**演習課題**
• 1. 医療法人の設立と診療所の建物に関する文章について、次の(a)〜(c)の記述が内容と合致するかを「はい」または「いいえ」で答え、判断の根拠となる本文の語句をそのまま引用してください。(a) 医療法人の施設は法人所有が望ましいとされつつも、賃借による設立も認められている。(b) 個人診療所の建物を医療法人に拠出した場合、医療法人が解散すると建物は拠出者である理事長に戻る。(c) 理事長就任予定者の個人診療所の建物を医療法人が賃借する場合、周辺の賃料相場に関する書類の添付は求められない。
• 2. 医療法人の設立と診療所の建物に関する文章を、最後の文の後から書き継いでください。

======== ページ抜粋 ========

医療法人の設立の際、診療所の建物は、自己所有の建物を医療法人に拠出して設立すべきか、賃借して設立すべきなのでしょうか。
理事長就任予定者の診療所の建物を拠出して医療法人の診療所にする場合
医療法人の診療所の建物について、平成24年5月31日医政発0531改正平成19年3月30日医政0330049号によると医療法人の施設又は設備は法人が所有するものであることが望ましい。」としながらも、賃貸借契約による場合も「契約が長期間にわたるもので、かつ、確実なものと認められる場合には、その設立を認可して差し支えない」として、賃借によって診療所を開設し、医療法人を設立することも認められています。
個人診療所の建物を医療法人に拠出すると、医療法人解散の際、建物は国、地方公共団体、公的医療機関、財団医療法人、持分の定めのない社団医療法人に帰属されることになり(医療法施行規則第31条の2)、拠出者である理事長には戻ってこないことになります。
理事長就任予定者の個人診療所の建物に医療法人賃貸して設立できますか
できます。もっとも医療法人は、剰余金配当が禁止されていること(医療法第54条)から、剰余金配当と認められるような高額なものであってはなりません。
そのため、近隣と比較して著しく高額か否か医療法人設立の審査に当たって判断できるように、この場合には、近傍類似(周辺の賃料相場)に関する書類の添付を要求されています。
第三者から賃借している個人診療所を医療法人の診療所として設立する場合
個人診療所と医療法人は別個の人格なので、この場合賃借人の変更ということになり、覚書等で、賃借人を医療法人に読み替えてもらうための承諾を得ることが必要になります。

======== 出典情報 ========

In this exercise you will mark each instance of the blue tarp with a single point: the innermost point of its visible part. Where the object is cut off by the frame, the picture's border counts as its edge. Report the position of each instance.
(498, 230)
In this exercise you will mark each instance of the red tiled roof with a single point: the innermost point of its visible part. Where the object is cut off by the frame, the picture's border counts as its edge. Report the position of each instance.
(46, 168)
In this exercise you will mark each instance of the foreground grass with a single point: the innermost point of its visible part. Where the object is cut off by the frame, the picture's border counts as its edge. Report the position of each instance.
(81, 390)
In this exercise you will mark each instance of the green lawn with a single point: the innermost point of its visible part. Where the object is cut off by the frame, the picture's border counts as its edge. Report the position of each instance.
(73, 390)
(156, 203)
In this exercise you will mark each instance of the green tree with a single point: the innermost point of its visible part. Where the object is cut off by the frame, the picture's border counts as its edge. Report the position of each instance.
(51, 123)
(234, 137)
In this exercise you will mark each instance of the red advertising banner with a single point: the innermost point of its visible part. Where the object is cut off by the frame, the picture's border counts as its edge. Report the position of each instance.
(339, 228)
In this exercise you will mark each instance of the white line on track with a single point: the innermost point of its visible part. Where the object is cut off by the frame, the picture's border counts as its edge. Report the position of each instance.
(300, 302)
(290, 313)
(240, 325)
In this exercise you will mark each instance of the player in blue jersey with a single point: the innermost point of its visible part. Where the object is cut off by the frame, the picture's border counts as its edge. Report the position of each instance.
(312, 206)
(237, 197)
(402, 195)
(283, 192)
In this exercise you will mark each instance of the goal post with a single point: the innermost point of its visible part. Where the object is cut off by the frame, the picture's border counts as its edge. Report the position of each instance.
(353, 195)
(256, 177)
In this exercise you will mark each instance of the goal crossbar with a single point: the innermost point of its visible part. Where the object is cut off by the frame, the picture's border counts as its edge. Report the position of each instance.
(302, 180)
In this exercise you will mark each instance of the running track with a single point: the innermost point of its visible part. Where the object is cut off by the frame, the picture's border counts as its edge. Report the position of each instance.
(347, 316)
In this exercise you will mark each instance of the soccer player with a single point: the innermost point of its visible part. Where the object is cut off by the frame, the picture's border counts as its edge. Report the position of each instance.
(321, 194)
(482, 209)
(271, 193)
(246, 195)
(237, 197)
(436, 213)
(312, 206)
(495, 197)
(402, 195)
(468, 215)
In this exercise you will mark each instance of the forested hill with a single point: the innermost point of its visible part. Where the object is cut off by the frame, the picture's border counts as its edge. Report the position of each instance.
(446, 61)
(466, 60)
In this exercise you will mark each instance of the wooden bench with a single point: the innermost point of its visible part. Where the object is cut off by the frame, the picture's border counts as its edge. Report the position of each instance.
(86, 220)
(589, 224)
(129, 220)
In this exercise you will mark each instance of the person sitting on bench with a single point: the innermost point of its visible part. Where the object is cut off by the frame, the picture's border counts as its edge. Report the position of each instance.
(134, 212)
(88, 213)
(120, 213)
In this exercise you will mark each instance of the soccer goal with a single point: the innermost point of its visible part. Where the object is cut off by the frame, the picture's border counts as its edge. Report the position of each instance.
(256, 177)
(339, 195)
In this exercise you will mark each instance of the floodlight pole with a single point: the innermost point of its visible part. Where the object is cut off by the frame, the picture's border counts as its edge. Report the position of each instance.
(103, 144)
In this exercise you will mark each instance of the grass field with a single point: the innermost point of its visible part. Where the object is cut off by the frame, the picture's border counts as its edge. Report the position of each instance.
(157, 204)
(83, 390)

========

**課題の解答**
• 1.
(a) はい:「賃借によって診療所を開設し、医療法人を設立することも認められています」
(b) いいえ:「拠出者である理事長には戻ってこないことになります」
(c) いいえ:「近傍類似(周辺の賃料相場)に関する書類の添付を要求されています」

• 2.
また、個人診療所の賃貸が転貸である場合、貸主の承諾だけでなく、所有者の承諾書類も必要になります。転貸人がMS法人や取引業者である場合、なぜ所有者から直接賃借しないかその理由書を求められ、場合によっては直接賃借するよう求めてくる都道府県もあります。もっとも転貸借が転貸借を容認しているマスタ―リース契約の場合には原契約書(マスターリース契約書)のコピーで足ります。
賃貸借契約の期間は、上述の平成24年5月31日医政発0531改正平成19年3月30日医政0330049号によれば、長期であることが求められますが、更新規定があるばあいには、賃貸借期間が短期でも足りるのが大方の都道府県です。
更新規定がない場合には、覚書に「賃貸借期間についても、契約更新(再契約)によって長期間とすることを妨げない」といった一文をつけることを求める都道府県もあります。貸主が更新契約もこの一文の覚書に応じない場合には、期間に移転しても経営は安定しているという移転した場合の事業計画書と予算書を添付お求める都道府県もありますが、契約終了後も近隣に移転して診療所を続ける旨の誓約書で足りる都道府県もあります。